Pull every line of text from the records below without changing a character, and leave the pictures out.

▸ **DATA SHOWN**
start
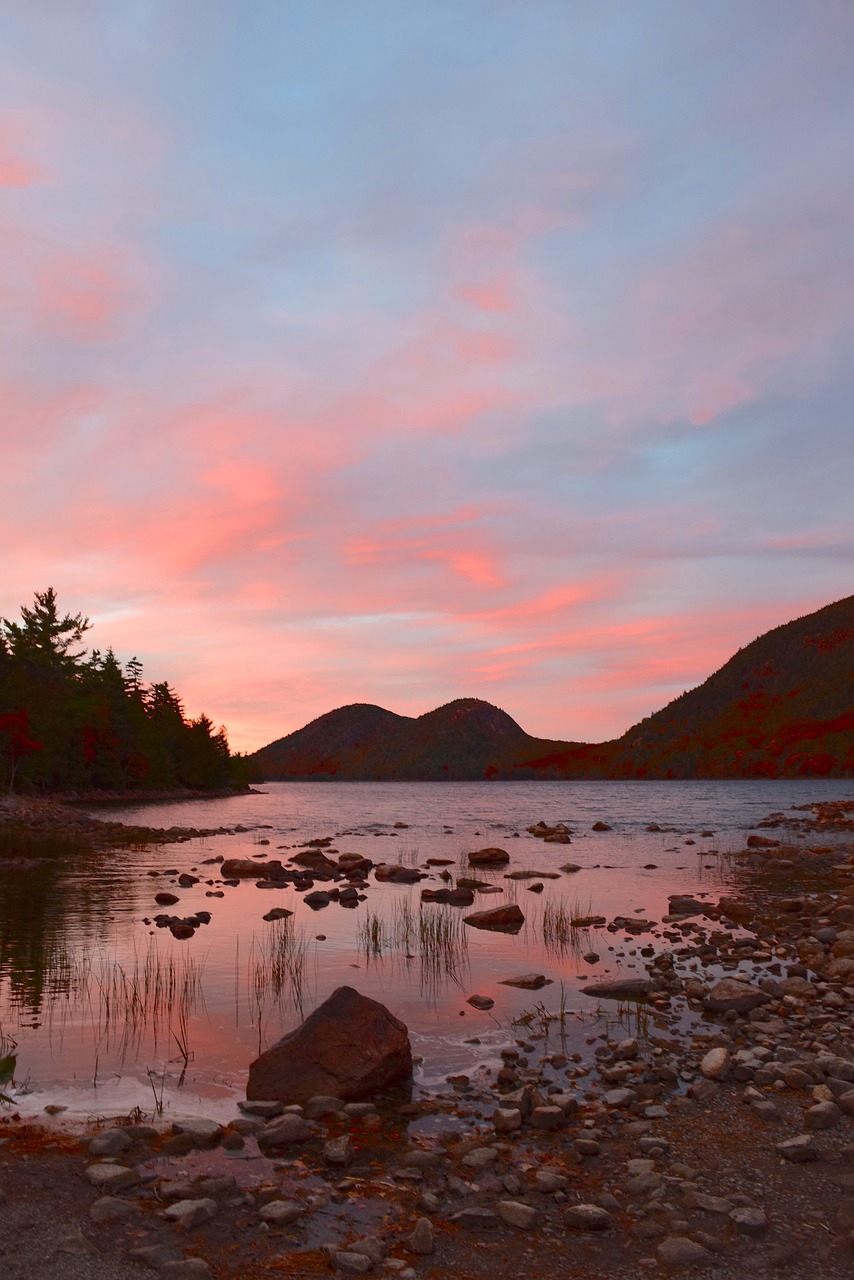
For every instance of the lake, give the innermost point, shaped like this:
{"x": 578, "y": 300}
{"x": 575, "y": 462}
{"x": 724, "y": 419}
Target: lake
end
▸ **RESULT BELOW**
For every instance of the lake, give the innermost point, shaped like this:
{"x": 578, "y": 300}
{"x": 575, "y": 462}
{"x": 724, "y": 419}
Target: lake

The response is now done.